# TASK BRIEF
For the string "post", state the number of lines in the data that contain it, and nothing else.

== Segment start ==

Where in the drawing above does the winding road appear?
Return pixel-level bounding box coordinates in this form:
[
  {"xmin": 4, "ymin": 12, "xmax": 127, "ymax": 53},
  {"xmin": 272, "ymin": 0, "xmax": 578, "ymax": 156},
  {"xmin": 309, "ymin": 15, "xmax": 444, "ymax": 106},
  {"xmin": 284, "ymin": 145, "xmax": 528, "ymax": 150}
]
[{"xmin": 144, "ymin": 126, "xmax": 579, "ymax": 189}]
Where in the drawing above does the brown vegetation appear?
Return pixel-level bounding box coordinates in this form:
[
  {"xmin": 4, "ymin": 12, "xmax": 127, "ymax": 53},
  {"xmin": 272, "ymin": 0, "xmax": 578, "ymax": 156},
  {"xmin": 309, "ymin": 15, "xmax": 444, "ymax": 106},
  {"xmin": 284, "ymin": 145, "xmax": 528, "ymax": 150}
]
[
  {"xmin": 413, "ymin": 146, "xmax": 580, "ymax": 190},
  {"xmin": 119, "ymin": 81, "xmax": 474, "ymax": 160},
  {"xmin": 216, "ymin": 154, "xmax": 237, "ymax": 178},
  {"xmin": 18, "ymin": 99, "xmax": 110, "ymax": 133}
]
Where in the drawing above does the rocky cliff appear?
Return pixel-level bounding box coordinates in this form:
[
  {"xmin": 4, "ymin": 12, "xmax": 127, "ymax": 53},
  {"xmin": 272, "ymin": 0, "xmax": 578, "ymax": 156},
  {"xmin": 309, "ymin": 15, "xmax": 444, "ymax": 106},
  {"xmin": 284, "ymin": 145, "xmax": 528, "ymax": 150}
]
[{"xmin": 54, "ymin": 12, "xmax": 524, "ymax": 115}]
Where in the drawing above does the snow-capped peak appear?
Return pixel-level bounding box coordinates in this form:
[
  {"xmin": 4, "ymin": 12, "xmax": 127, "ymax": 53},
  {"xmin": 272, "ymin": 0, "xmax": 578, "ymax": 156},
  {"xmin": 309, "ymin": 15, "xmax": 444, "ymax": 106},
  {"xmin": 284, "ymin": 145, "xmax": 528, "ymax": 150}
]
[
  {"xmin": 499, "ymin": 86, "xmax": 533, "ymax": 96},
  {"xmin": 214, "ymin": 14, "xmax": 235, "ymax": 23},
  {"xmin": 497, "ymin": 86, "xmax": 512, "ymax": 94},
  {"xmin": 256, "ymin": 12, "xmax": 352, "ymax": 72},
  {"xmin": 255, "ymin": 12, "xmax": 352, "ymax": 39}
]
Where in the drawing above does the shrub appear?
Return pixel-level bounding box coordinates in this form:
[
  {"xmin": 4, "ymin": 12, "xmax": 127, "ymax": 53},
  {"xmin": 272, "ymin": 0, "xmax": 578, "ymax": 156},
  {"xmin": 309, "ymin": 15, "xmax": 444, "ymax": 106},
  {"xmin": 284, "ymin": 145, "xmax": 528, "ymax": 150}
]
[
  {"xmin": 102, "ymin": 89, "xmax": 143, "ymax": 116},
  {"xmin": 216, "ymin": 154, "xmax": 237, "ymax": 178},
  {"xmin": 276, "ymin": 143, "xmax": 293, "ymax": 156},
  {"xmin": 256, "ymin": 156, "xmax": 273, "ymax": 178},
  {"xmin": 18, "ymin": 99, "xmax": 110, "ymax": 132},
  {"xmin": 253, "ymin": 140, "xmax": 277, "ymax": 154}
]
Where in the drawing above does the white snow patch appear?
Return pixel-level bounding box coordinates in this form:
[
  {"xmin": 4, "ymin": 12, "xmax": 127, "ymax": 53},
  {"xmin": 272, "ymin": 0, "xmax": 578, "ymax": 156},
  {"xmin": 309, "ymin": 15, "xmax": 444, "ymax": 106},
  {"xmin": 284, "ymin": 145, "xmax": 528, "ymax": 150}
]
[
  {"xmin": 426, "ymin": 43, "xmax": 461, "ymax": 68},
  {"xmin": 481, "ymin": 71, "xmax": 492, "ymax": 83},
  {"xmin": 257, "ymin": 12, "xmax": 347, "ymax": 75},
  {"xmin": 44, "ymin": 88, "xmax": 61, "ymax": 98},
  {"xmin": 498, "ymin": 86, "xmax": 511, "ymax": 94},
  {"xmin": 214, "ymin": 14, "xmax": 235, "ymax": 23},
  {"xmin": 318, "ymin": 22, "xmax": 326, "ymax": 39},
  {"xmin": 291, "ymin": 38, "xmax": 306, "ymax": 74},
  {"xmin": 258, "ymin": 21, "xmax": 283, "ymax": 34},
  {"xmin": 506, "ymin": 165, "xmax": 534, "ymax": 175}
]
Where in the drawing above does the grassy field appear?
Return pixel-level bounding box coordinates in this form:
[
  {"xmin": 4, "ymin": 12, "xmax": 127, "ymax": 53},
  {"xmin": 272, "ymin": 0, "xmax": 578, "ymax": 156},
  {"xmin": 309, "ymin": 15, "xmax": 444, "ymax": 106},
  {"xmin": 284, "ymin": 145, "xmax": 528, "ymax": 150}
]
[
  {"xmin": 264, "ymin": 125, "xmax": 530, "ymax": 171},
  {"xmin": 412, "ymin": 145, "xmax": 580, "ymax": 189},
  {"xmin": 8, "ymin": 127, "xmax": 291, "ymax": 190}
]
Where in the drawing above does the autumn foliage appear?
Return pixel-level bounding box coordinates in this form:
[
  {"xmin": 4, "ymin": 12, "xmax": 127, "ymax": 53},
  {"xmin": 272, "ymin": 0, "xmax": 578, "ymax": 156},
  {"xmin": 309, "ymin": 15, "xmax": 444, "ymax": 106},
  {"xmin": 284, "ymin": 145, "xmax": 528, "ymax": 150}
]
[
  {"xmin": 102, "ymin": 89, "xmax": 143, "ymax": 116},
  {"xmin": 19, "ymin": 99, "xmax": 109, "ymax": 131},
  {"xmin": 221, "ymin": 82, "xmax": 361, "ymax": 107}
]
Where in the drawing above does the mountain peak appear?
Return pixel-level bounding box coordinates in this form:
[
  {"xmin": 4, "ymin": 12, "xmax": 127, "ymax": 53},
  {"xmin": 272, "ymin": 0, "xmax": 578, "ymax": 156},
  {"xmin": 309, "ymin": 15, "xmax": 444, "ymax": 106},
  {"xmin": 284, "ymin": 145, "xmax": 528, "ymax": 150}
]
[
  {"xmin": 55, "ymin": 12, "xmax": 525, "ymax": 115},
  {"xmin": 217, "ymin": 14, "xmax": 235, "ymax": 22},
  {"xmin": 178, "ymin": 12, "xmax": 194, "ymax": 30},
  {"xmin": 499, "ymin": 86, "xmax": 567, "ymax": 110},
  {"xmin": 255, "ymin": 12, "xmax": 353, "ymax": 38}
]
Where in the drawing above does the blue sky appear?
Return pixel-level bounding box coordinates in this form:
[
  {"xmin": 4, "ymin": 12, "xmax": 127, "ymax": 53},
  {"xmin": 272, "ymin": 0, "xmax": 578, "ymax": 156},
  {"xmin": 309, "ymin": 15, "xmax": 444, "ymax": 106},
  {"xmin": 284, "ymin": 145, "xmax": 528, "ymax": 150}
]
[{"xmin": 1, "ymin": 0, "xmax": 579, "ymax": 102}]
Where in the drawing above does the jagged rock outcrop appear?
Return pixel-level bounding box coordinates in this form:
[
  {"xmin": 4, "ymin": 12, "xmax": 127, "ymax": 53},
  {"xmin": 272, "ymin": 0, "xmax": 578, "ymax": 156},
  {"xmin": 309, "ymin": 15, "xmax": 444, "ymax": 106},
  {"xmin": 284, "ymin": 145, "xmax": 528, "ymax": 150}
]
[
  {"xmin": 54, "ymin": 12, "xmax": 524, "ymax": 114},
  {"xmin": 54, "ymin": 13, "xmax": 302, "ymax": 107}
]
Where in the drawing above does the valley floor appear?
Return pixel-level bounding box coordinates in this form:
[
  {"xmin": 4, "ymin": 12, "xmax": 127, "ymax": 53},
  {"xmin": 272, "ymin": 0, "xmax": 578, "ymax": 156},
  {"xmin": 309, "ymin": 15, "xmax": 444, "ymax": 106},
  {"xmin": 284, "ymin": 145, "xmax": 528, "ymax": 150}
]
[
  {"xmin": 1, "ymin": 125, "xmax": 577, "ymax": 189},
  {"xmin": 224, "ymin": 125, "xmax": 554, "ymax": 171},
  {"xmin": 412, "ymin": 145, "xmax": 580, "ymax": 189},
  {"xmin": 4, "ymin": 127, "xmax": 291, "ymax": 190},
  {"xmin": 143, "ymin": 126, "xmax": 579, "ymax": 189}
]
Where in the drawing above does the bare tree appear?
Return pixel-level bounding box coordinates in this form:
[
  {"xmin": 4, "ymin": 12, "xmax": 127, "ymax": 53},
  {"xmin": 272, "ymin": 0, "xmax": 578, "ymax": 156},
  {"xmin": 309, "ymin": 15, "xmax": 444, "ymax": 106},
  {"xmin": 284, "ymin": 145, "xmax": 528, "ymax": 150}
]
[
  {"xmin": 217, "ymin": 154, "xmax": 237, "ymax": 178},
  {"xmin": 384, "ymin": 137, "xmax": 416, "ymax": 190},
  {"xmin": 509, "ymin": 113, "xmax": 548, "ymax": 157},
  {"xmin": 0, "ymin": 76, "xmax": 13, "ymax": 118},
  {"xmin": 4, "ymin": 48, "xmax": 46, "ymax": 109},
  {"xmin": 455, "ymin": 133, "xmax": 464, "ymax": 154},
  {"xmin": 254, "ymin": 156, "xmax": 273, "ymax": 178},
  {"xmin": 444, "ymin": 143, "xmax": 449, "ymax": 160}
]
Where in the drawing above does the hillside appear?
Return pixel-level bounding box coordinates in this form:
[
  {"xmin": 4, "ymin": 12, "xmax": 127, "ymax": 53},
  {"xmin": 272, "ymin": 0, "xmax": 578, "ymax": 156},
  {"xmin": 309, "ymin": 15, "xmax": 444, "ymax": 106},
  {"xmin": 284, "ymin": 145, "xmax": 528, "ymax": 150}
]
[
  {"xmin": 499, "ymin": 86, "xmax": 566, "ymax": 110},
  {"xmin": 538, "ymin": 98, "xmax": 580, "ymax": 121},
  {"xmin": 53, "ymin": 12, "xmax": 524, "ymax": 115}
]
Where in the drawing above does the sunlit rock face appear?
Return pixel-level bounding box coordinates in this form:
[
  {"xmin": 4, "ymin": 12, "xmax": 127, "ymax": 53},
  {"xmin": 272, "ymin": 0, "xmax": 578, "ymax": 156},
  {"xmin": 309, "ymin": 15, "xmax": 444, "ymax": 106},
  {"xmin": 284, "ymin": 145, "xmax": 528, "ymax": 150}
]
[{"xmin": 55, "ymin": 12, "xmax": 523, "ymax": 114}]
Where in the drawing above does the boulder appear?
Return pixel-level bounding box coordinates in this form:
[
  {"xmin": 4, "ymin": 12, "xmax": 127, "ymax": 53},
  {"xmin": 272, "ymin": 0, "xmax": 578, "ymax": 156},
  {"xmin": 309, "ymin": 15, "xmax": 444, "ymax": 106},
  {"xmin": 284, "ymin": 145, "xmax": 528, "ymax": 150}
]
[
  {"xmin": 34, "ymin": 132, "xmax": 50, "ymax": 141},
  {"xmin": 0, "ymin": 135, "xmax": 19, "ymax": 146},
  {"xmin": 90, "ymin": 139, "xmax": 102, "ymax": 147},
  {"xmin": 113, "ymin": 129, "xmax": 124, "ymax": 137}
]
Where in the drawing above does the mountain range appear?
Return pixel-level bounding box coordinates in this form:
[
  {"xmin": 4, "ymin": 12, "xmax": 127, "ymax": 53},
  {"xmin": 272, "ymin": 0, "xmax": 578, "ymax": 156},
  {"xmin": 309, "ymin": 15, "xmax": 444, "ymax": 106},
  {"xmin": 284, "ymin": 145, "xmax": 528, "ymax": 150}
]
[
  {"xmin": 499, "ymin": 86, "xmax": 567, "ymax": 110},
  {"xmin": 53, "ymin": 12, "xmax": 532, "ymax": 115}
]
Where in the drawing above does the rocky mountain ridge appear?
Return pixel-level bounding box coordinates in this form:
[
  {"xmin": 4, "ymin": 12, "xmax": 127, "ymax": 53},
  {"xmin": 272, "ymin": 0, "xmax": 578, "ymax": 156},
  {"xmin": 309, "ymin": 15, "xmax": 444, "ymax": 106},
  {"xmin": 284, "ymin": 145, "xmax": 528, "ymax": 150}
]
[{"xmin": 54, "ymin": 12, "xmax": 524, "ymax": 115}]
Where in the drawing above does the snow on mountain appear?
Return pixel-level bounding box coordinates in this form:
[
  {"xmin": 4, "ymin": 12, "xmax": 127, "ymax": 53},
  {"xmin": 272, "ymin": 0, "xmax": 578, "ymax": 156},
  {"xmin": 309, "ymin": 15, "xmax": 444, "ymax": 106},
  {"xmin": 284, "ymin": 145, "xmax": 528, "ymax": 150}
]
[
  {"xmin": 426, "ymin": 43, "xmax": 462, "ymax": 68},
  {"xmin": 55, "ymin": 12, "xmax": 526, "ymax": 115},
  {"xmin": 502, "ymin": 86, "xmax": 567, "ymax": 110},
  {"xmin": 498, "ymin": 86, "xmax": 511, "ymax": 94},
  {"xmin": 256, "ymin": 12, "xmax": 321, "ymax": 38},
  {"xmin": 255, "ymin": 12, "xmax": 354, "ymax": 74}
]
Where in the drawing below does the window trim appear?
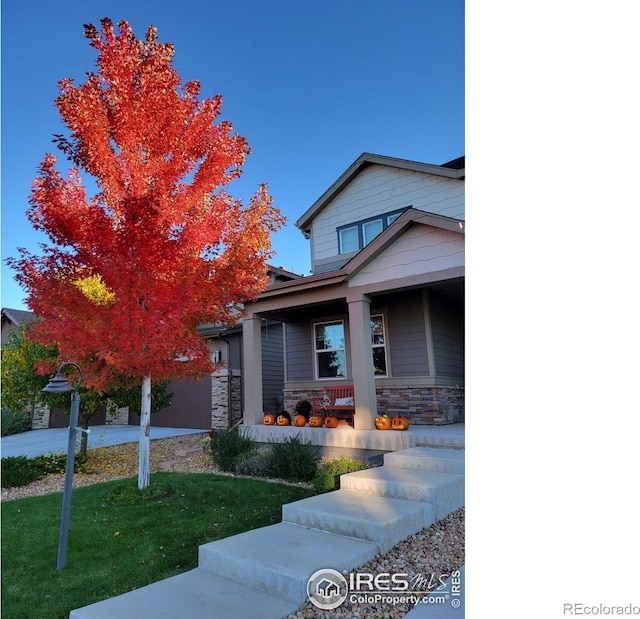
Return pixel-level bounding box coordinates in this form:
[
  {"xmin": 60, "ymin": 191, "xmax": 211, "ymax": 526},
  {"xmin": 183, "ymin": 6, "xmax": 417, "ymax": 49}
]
[{"xmin": 337, "ymin": 206, "xmax": 410, "ymax": 254}]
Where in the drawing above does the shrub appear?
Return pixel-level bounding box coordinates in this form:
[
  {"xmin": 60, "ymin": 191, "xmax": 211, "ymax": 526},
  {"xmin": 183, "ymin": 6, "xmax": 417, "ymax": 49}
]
[
  {"xmin": 234, "ymin": 451, "xmax": 274, "ymax": 478},
  {"xmin": 33, "ymin": 452, "xmax": 87, "ymax": 475},
  {"xmin": 1, "ymin": 452, "xmax": 88, "ymax": 488},
  {"xmin": 1, "ymin": 408, "xmax": 31, "ymax": 436},
  {"xmin": 314, "ymin": 457, "xmax": 368, "ymax": 493},
  {"xmin": 1, "ymin": 456, "xmax": 43, "ymax": 488},
  {"xmin": 210, "ymin": 427, "xmax": 257, "ymax": 472},
  {"xmin": 269, "ymin": 434, "xmax": 320, "ymax": 482}
]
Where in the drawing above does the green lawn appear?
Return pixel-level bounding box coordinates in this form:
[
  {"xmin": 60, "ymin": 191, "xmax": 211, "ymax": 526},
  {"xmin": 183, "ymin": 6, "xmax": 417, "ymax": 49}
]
[{"xmin": 1, "ymin": 472, "xmax": 314, "ymax": 619}]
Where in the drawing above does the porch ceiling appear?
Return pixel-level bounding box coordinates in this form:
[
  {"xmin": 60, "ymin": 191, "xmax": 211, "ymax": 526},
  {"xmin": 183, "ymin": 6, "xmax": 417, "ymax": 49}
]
[{"xmin": 426, "ymin": 279, "xmax": 464, "ymax": 304}]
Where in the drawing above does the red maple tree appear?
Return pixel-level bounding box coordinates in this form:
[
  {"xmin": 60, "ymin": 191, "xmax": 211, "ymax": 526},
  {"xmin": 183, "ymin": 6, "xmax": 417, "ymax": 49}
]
[{"xmin": 8, "ymin": 19, "xmax": 285, "ymax": 488}]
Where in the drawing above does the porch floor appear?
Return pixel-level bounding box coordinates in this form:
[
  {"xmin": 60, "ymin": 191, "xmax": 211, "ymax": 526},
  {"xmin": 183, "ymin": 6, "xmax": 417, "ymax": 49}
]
[{"xmin": 241, "ymin": 422, "xmax": 464, "ymax": 451}]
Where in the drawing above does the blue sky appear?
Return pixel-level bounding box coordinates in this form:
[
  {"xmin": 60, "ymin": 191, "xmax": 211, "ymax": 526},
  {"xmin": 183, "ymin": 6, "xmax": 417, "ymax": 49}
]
[{"xmin": 1, "ymin": 0, "xmax": 464, "ymax": 311}]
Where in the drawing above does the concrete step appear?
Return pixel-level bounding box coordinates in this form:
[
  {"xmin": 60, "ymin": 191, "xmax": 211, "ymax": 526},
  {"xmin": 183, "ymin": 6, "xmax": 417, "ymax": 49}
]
[
  {"xmin": 384, "ymin": 446, "xmax": 465, "ymax": 474},
  {"xmin": 69, "ymin": 567, "xmax": 300, "ymax": 619},
  {"xmin": 340, "ymin": 467, "xmax": 464, "ymax": 521},
  {"xmin": 282, "ymin": 489, "xmax": 433, "ymax": 552},
  {"xmin": 198, "ymin": 522, "xmax": 378, "ymax": 605}
]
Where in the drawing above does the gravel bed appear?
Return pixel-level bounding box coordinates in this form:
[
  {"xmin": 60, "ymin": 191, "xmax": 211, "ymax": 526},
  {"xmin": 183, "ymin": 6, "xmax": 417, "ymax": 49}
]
[{"xmin": 2, "ymin": 432, "xmax": 465, "ymax": 619}]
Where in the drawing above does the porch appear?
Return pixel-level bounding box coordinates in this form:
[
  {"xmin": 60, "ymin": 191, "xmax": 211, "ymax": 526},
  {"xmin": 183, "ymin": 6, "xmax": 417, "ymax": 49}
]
[{"xmin": 240, "ymin": 421, "xmax": 464, "ymax": 451}]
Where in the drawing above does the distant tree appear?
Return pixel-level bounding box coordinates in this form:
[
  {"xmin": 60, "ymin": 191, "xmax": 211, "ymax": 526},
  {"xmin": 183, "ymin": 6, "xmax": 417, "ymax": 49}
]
[
  {"xmin": 1, "ymin": 325, "xmax": 173, "ymax": 457},
  {"xmin": 7, "ymin": 18, "xmax": 285, "ymax": 488},
  {"xmin": 1, "ymin": 325, "xmax": 58, "ymax": 423}
]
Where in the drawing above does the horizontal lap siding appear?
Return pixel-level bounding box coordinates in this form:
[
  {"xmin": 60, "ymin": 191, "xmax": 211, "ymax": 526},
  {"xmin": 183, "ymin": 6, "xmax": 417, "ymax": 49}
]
[
  {"xmin": 385, "ymin": 291, "xmax": 429, "ymax": 377},
  {"xmin": 262, "ymin": 322, "xmax": 285, "ymax": 413},
  {"xmin": 429, "ymin": 292, "xmax": 464, "ymax": 379},
  {"xmin": 285, "ymin": 321, "xmax": 313, "ymax": 382}
]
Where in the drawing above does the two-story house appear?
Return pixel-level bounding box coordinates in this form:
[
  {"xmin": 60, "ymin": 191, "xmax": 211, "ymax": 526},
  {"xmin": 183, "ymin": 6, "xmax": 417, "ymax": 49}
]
[{"xmin": 242, "ymin": 153, "xmax": 465, "ymax": 430}]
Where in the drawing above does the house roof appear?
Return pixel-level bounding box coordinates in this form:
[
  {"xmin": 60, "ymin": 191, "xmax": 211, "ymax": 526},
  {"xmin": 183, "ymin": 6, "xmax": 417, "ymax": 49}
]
[
  {"xmin": 295, "ymin": 153, "xmax": 465, "ymax": 233},
  {"xmin": 1, "ymin": 307, "xmax": 36, "ymax": 327},
  {"xmin": 255, "ymin": 208, "xmax": 464, "ymax": 301}
]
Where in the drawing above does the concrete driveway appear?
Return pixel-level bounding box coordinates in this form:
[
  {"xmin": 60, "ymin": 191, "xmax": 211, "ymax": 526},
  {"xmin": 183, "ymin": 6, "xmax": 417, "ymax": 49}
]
[{"xmin": 1, "ymin": 425, "xmax": 206, "ymax": 459}]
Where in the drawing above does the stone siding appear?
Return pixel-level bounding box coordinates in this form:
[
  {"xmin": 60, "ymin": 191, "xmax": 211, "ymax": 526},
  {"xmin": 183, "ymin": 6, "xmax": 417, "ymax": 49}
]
[
  {"xmin": 31, "ymin": 404, "xmax": 50, "ymax": 429},
  {"xmin": 284, "ymin": 385, "xmax": 464, "ymax": 425},
  {"xmin": 106, "ymin": 406, "xmax": 129, "ymax": 425},
  {"xmin": 211, "ymin": 370, "xmax": 242, "ymax": 429}
]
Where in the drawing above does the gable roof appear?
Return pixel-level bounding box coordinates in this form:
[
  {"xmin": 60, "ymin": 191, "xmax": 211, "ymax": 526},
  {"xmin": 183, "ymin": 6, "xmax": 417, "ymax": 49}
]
[
  {"xmin": 1, "ymin": 307, "xmax": 36, "ymax": 327},
  {"xmin": 295, "ymin": 153, "xmax": 465, "ymax": 233},
  {"xmin": 342, "ymin": 208, "xmax": 464, "ymax": 279},
  {"xmin": 255, "ymin": 208, "xmax": 464, "ymax": 301}
]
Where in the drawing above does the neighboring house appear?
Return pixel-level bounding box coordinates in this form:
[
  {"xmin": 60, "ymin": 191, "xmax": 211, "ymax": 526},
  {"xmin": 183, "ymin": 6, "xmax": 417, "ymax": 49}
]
[
  {"xmin": 1, "ymin": 307, "xmax": 68, "ymax": 428},
  {"xmin": 1, "ymin": 307, "xmax": 37, "ymax": 348},
  {"xmin": 241, "ymin": 153, "xmax": 465, "ymax": 430}
]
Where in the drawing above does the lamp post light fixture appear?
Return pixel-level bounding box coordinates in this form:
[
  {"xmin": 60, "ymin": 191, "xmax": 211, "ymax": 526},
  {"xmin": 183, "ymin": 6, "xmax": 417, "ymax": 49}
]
[{"xmin": 43, "ymin": 362, "xmax": 83, "ymax": 570}]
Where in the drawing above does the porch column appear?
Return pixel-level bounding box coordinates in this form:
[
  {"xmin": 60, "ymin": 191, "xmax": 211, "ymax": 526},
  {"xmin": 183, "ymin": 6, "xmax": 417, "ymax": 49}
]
[
  {"xmin": 348, "ymin": 295, "xmax": 377, "ymax": 430},
  {"xmin": 242, "ymin": 314, "xmax": 263, "ymax": 425}
]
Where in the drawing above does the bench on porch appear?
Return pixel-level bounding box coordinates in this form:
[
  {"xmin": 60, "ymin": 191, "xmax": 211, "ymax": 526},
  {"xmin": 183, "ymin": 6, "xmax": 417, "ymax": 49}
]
[{"xmin": 311, "ymin": 385, "xmax": 355, "ymax": 426}]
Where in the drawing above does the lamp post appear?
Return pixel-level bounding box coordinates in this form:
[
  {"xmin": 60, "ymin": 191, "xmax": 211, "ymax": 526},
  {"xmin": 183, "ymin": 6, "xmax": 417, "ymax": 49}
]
[{"xmin": 43, "ymin": 362, "xmax": 83, "ymax": 570}]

== Segment end ==

# EXPECTED OUTPUT
2